### Exercise directions
Collect every line of the records below that contains the word "instance".

[Dataset entries]
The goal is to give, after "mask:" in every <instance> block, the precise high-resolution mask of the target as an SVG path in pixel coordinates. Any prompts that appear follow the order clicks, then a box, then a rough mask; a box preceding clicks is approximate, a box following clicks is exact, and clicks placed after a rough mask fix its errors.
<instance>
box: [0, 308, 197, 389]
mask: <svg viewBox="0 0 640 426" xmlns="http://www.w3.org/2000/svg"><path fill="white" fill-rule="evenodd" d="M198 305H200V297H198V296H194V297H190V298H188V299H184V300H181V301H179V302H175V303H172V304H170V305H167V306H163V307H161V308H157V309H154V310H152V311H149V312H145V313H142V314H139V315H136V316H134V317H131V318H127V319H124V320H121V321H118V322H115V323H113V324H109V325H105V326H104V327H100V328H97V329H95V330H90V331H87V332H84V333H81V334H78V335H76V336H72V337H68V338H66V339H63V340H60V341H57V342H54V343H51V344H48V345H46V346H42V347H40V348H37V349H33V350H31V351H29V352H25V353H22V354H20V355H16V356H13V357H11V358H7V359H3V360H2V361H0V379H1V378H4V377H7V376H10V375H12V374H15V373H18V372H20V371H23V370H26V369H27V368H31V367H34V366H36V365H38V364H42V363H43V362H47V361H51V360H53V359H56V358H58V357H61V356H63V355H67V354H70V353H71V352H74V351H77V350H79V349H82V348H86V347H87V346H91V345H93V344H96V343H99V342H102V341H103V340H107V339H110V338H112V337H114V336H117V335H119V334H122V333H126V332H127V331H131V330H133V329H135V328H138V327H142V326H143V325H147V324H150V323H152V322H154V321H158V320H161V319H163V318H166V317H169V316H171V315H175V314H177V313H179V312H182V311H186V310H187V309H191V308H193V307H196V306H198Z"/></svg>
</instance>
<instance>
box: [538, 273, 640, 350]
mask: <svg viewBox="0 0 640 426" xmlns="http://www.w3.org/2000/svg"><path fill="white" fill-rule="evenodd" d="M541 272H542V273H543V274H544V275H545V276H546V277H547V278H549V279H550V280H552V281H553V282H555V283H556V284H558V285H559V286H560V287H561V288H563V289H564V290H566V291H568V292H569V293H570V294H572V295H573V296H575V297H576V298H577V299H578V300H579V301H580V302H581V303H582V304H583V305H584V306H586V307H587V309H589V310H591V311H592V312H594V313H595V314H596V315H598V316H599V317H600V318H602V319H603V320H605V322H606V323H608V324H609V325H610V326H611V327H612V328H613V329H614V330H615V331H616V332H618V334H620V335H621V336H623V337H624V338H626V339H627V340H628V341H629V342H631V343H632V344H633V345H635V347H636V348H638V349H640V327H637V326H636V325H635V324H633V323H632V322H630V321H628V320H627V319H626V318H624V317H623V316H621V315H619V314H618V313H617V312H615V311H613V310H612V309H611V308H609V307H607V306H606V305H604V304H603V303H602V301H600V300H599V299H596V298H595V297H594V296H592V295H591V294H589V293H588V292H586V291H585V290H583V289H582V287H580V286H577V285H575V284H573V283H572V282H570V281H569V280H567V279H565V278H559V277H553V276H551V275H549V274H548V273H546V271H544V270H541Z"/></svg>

### Problem solution
The goal is to give, after "mask:" in every <instance> block, the precise high-resolution mask of the target as an SVG path in pixel coordinates. Any prompts that appear follow the order clicks, then a box, then a rough mask; a box preceding clicks is approximate, a box following clicks is exact, and clicks placed after a rough mask fix its errors.
<instance>
</instance>
<instance>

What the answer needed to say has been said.